→ **Work item**:
Return exactly those lines of the material below that fall between the line holding "For every instance of the white tiger" and the line holding "For every instance of the wooden", inclusive.

→ **Data for this exercise**:
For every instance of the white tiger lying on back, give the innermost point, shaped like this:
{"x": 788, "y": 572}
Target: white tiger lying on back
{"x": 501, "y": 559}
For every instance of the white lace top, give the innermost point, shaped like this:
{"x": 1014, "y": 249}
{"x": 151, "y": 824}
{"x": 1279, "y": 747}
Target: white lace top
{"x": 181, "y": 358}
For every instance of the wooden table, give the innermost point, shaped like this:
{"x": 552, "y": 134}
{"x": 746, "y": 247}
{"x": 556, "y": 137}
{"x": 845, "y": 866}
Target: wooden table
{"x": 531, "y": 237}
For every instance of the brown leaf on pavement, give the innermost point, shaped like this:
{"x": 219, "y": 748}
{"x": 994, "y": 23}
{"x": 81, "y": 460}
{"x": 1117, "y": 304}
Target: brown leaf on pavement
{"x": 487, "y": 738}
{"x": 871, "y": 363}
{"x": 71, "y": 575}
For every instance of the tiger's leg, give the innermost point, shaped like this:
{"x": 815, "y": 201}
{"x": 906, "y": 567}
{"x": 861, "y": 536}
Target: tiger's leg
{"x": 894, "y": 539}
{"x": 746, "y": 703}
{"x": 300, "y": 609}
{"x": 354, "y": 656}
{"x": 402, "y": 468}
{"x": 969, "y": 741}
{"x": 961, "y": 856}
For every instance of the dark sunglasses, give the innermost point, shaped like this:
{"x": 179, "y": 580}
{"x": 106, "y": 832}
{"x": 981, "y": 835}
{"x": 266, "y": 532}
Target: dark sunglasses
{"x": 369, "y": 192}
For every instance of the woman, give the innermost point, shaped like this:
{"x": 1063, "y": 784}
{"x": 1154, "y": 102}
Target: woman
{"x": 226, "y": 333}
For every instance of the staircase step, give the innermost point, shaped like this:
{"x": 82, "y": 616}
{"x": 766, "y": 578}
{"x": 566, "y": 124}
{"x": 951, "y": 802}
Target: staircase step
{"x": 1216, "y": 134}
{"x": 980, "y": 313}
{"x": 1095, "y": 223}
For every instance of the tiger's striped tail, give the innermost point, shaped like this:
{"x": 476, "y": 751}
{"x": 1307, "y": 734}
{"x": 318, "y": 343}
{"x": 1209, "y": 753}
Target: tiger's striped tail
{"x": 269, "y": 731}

--

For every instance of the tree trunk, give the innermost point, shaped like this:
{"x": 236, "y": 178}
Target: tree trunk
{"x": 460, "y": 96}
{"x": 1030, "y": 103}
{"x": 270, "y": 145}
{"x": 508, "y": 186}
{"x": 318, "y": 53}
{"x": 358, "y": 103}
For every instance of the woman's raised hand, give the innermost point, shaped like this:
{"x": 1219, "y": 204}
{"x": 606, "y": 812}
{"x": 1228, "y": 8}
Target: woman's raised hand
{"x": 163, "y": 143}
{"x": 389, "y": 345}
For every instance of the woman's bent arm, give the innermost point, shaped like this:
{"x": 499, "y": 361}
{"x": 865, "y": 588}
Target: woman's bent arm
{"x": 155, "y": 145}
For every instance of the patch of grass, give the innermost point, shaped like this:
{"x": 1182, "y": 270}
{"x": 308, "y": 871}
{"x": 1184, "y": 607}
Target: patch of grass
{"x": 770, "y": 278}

→ **Solution for this exercise**:
For every instance of the white tiger lying on back, give the innermost point, shaped like this:
{"x": 788, "y": 572}
Target: white tiger lying on back
{"x": 501, "y": 559}
For every instance of the white lace top, give the innermost point, shaped like this:
{"x": 1014, "y": 249}
{"x": 151, "y": 824}
{"x": 1279, "y": 747}
Target: white lace top
{"x": 181, "y": 358}
For every instance of the wooden table, give the innermost point, shaped like this:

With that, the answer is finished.